Data supplied ▸
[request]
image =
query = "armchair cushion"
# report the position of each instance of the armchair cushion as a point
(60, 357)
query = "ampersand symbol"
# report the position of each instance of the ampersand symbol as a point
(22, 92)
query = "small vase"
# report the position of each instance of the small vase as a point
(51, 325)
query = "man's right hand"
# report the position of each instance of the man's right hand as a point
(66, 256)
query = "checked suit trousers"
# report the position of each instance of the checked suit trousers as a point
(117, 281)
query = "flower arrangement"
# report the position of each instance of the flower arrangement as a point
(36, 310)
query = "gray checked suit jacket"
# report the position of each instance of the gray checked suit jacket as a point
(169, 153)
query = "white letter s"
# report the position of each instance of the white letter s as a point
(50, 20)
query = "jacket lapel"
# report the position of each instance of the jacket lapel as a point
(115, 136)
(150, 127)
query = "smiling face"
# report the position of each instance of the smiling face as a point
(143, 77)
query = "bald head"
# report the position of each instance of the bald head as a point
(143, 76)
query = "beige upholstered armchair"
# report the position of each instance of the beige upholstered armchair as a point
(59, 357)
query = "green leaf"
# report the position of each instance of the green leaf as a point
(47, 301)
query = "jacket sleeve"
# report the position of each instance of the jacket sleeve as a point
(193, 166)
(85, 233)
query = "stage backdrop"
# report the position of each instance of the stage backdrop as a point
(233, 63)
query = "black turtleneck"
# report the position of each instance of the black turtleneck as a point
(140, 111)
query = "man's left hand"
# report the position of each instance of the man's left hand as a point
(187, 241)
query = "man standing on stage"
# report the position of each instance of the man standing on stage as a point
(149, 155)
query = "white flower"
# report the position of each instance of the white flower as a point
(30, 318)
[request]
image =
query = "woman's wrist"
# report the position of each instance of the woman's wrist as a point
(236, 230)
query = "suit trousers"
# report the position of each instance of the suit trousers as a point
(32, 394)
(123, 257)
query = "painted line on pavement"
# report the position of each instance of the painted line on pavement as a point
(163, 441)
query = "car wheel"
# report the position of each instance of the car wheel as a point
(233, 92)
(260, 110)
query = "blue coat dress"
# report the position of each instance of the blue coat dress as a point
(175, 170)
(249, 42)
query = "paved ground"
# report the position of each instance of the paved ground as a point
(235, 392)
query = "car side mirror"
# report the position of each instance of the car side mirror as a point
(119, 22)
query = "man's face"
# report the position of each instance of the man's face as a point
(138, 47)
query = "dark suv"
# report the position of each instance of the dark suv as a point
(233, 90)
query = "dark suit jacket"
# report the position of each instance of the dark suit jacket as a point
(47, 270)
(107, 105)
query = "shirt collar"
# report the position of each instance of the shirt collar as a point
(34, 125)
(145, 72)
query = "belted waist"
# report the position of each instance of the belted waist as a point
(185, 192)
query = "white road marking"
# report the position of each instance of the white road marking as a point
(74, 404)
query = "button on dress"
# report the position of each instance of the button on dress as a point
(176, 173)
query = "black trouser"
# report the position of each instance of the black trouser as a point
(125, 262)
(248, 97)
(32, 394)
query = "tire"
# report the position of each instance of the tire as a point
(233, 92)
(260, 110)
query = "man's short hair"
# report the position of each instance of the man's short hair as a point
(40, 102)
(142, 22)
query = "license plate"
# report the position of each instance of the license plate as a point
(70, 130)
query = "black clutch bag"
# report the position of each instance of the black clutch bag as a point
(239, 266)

Required work ▸ Restate the whole of the material exactly.

Task answer ▸
[request]
image =
query = "armchair cushion"
# report the position of each instance of the armchair cushion as a point
(60, 357)
query = "ampersand symbol"
# report the position of each instance of the ampersand symbol as a point
(22, 92)
query = "small vase"
# report the position of each instance of the small vase as a point
(51, 325)
query = "man's right hand"
# report the position of each instance of the man's right hand as a point
(66, 256)
query = "checked suit trousers"
# report the position of each instance of the checked suit trousers as a point
(117, 281)
query = "flower arrangement"
# report the position of each instance of the flower arrangement as a point
(36, 310)
query = "gray checked suit jacket"
# report the position of each instance of the gray checked suit jacket as a point
(169, 153)
query = "white letter s"
# report the position of each instance of the white letter s as a point
(50, 20)
query = "jacket lapel"
# report the position of each instance of the jacket lapel as a point
(115, 136)
(150, 127)
query = "smiling face"
# report the position of each instance of the smiling face as a point
(143, 77)
query = "bald head"
# report the position of each instance of the bald head as a point
(143, 76)
query = "beige upholstered armchair"
# report the position of each instance of the beige upholstered armchair as a point
(59, 357)
query = "green leaf"
# report the position of each instance of the green leaf as a point
(47, 301)
query = "jacket sleeve"
# report the position of each instance of the jacket sleeve as a point
(193, 166)
(85, 233)
query = "stage backdrop"
# report the position of each instance of the stage backdrop as a point
(233, 63)
query = "black turtleneck"
# report the position of each instance of the black turtleneck as a point
(140, 111)
query = "man's left hand"
# report the position of each instance of the man's left hand as a point
(187, 241)
query = "man standing on stage"
# report the position of each instance of the man standing on stage as a point
(149, 155)
query = "white flower"
# report the position of each instance of the white flower as a point
(30, 318)
[request]
image =
query = "woman's wrist"
# report the position of each instance of the woman's wrist as a point
(236, 230)
query = "suit trousers"
# report the position of each instance of the suit trousers as a point
(32, 394)
(123, 257)
query = "painted line on pavement"
# report the position of each instance of the painted line on pavement as a point
(163, 441)
query = "car wheel"
# report the position of each instance of the car wheel as a point
(233, 92)
(260, 110)
query = "blue coat dress"
# report the position of each instance of the blue coat dress as a point
(175, 170)
(249, 42)
query = "paved ground"
# report the position of each instance of the paved ground as a point
(235, 392)
query = "car side mirror"
# report the position of each instance of the car side mirror as a point
(119, 22)
query = "man's face"
# report the position of each instance of the man's face as a point
(138, 47)
query = "dark suv"
# report the position of each instance of the dark suv as a point
(233, 90)
query = "dark suit jacket"
# report the position of each instance of the dark suit jacket as a point
(47, 270)
(107, 105)
query = "shirt collar"
# report the position of each instance of the shirt collar as a point
(34, 125)
(145, 72)
query = "belted waist"
# report the position of each instance of the belted waist as a point
(185, 192)
query = "white road marking"
# report the position of each instance of the white road marking as a point
(74, 404)
query = "button on dress"
# report the position of each instance of the button on dress as a point
(176, 173)
query = "black trouser"
# report the position of each instance of the black trouser as a point
(125, 262)
(248, 97)
(32, 394)
query = "tire"
# report the position of each instance of the tire as a point
(233, 92)
(260, 110)
query = "man's short hair"
# report the position of each instance of the man's short hair as a point
(40, 102)
(142, 22)
query = "license plate"
# report the position of each instance of the license plate as a point
(70, 130)
query = "black clutch bag"
# report the position of each instance of the black clutch bag as a point
(239, 266)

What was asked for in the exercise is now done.